>> begin Supplied data

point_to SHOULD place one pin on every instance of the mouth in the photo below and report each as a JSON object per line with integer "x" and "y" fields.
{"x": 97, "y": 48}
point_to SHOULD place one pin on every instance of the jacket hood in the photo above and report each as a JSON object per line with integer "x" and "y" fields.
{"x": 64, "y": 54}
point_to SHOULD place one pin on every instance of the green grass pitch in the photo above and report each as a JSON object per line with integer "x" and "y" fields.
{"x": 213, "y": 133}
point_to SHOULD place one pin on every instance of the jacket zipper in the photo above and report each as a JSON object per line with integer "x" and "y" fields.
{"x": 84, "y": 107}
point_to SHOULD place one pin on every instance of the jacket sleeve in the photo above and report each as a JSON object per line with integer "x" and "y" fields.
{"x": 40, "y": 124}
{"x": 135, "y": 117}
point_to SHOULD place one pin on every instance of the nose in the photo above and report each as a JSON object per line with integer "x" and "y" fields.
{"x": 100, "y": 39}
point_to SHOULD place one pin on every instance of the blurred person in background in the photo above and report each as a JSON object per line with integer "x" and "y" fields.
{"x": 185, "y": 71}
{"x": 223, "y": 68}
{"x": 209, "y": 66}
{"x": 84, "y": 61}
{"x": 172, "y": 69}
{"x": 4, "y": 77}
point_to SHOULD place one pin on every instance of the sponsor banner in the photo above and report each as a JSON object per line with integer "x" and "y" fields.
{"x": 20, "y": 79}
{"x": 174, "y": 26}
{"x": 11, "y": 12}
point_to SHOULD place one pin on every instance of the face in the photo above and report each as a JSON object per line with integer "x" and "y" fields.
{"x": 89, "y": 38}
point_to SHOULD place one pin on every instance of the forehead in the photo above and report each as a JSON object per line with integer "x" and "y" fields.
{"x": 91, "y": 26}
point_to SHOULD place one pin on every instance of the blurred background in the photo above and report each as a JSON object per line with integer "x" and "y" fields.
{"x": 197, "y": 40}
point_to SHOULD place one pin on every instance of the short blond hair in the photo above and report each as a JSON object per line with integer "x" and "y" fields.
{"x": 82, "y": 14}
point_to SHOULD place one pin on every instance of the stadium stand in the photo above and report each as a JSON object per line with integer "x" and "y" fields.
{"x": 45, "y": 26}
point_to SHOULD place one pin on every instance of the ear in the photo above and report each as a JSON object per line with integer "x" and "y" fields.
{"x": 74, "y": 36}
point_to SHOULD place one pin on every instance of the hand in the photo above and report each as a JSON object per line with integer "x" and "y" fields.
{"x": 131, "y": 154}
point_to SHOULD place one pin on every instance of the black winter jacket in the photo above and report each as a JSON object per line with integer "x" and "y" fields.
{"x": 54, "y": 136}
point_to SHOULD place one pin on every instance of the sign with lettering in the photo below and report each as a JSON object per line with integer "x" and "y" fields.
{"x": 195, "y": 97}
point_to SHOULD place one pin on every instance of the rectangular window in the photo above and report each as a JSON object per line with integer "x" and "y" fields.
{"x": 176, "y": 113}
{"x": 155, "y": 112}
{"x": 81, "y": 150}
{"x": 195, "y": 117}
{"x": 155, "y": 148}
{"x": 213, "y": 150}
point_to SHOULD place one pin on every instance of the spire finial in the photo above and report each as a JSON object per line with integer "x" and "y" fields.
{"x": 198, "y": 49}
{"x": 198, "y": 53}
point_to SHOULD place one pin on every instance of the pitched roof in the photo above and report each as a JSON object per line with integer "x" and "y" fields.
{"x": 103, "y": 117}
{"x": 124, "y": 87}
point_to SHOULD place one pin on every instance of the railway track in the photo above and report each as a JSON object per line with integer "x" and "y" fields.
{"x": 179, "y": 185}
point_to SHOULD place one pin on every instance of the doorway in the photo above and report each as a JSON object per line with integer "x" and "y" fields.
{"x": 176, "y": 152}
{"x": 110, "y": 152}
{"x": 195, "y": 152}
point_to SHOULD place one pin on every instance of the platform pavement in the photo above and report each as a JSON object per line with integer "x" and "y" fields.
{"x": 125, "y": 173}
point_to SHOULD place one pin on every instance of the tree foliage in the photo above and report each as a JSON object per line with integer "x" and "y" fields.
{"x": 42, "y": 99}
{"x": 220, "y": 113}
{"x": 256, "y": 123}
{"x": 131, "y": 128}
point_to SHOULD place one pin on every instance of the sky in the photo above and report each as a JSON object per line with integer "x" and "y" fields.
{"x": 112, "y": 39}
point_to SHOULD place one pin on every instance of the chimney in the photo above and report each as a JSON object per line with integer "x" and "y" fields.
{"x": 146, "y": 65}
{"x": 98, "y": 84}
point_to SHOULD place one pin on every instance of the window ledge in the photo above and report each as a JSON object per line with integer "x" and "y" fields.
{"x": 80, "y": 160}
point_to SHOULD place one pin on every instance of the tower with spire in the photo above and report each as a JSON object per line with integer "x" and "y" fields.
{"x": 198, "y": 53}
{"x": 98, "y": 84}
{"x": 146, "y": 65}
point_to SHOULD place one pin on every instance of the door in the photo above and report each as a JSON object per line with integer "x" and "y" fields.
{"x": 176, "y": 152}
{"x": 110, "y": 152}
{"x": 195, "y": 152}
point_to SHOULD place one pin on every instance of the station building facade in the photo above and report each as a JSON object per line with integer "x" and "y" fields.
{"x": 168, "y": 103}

>> end Supplied data

- _Required task_: Reproduce the data from the line that contains "point_to SHOULD place one pin on every instance of the tower" through the final line of the data, substituting "entrance" for "door" and leaving everything else unchanged. Return only that portion.

- _Final answer_:
point_to SHOULD place one pin on every instance of the tower with spire in the photo above and report each as a JSON object per line with integer "x" and "y" fields.
{"x": 198, "y": 53}
{"x": 98, "y": 84}
{"x": 146, "y": 65}
point_to SHOULD place one pin on every instance of the entrance in the photo above and report each as a JSON object per line with integer "x" and "y" fields.
{"x": 176, "y": 152}
{"x": 110, "y": 152}
{"x": 195, "y": 152}
point_to SHOULD place one pin on every instance of the station building facade in the photo above and report each as a JSON object per line with integer "x" and "y" fields.
{"x": 168, "y": 103}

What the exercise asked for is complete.